Over het chatgesprek van 12 november 2003 tussen haar en [medegedaagde 2]:
(inhoudend p. 40/41:
[medegedaagde 2]:
toen ik zij kom we gaan hier da shit oproken bij die brug ik wou haar daar pakken en dan weggaan, was zo boos, maar ik kon me betje inhouden (helpt wel tot 10 tellen) ik ga me aan mij plan houden weet je.
[appellante]:
wou je dat daar doen? Vandaag?
[medegedaagde 2]:
jah. Ik ging kapot van binnen man.
[appellante]:
maar egt ik smeek je ik wil niet dat het gebeurd waar ik bij ben ok. [medegedaagde 2]. Ik wil da egt niej.)
p. 49, eerste helft:
[medegedaagde 2] had in dit gesprek met "het daar pakken bij de brug" bedoeld het slaan of vermoorden van [naam dochter]. Zij, [appellante], had met dit gesprek toen willen zeggen dat zij niet wilde hebben dat [medegedaagde 2] [naam dochter] zou pakken waar zij bij was en dat met "pakken" bedoeld kon zijn het afmaken van [naam dochter]. Zij had dit toen echter van [medegedaagde 2] niet serieus genomen. Zij weet niet waarom zij [medegedaagde 2] toen had gesmeekt om er niet bij te zijn, terwijl zij het niet serieus had opgevat.

[GEGEVENS VOOR ANALYSE]
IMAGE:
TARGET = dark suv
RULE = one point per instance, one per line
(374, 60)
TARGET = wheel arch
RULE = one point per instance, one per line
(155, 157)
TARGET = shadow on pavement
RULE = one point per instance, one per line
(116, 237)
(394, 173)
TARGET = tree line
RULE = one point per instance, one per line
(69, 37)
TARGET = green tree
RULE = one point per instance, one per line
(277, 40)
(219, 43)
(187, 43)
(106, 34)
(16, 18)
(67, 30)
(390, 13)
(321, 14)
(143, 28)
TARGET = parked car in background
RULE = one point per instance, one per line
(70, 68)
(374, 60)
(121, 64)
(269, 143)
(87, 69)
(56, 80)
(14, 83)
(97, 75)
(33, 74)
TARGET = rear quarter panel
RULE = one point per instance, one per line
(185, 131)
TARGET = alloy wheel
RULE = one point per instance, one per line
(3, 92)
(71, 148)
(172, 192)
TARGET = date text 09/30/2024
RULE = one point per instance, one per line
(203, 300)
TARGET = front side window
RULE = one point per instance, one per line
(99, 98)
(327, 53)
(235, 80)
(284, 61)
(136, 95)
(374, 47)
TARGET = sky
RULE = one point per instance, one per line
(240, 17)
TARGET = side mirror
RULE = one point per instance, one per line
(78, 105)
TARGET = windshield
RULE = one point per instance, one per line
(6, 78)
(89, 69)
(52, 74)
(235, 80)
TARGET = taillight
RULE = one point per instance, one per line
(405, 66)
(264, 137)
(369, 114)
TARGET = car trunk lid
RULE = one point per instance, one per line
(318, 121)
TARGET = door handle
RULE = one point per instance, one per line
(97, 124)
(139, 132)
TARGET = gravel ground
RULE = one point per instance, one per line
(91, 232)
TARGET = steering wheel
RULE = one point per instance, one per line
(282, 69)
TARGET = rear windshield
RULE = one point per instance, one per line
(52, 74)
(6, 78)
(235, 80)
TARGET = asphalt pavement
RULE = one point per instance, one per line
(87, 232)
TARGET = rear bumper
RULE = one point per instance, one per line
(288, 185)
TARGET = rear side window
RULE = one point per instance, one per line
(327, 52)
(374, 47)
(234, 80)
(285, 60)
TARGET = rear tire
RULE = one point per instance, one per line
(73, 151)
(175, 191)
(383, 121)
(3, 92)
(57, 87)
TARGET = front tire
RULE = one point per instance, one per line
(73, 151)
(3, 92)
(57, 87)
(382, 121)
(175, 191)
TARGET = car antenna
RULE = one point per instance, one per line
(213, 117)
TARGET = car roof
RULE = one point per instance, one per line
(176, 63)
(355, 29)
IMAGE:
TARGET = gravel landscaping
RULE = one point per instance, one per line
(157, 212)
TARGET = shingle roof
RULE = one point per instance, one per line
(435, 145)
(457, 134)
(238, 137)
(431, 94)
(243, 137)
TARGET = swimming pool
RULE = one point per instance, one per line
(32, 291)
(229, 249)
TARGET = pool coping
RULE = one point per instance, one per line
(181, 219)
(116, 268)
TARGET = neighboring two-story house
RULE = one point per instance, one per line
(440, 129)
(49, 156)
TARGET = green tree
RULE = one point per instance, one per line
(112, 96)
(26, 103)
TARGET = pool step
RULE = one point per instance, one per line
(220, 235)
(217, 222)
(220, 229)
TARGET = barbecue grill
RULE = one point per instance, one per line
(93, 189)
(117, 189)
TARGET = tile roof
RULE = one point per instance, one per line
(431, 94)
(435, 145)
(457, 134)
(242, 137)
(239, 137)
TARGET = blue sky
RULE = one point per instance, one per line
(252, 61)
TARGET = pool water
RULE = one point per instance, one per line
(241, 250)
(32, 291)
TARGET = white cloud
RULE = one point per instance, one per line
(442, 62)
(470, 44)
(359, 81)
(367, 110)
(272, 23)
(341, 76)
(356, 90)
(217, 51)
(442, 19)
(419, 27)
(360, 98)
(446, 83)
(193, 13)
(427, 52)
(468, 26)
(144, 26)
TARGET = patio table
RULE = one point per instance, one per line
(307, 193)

[UIT TE VOEREN OPDRACHTEN]
- A) Geef voor elke uitspraak aan of die klopt met het fragment over het chatgesprek. Antwoord met ja of nee en citeer de woorden uit het fragment die de doorslag geven.
(i) Het chatgesprek vond plaats op 12 november 2003.
(ii) [appellante] had het gesprek met [medegedaagde 2] destijds serieus genomen.
(iii) De weergave van p. 49 komt uit de tweede helft van die pagina.
- B) Typ het deel van het fragment over het chatgesprek over, te beginnen bij "p. 49, eerste" en doorlopend tot en met "serieus had opgevat.".

[ANTWOORDEN]
- A)
(i) Ja: "Over het chatgesprek van 12 november 2003"
(ii) Nee: "Zij had dit toen echter van [medegedaagde 2] niet serieus genomen."
(iii) Nee: "p. 49, eerste helft"

- B)
p. 49, eerste helft:
[medegedaagde 2] had in dit gesprek met "het daar pakken bij de brug" bedoeld het slaan of vermoorden van [naam dochter]. Zij, [appellante], had met dit gesprek toen willen zeggen dat zij niet wilde hebben dat [medegedaagde 2] [naam dochter] zou pakken waar zij bij was en dat met "pakken" bedoeld kon zijn het afmaken van [naam dochter]. Zij had dit toen echter van [medegedaagde 2] niet serieus genomen. Zij weet niet waarom zij [medegedaagde 2] toen had gesmeekt om er niet bij te zijn, terwijl zij het niet serieus had opgevat.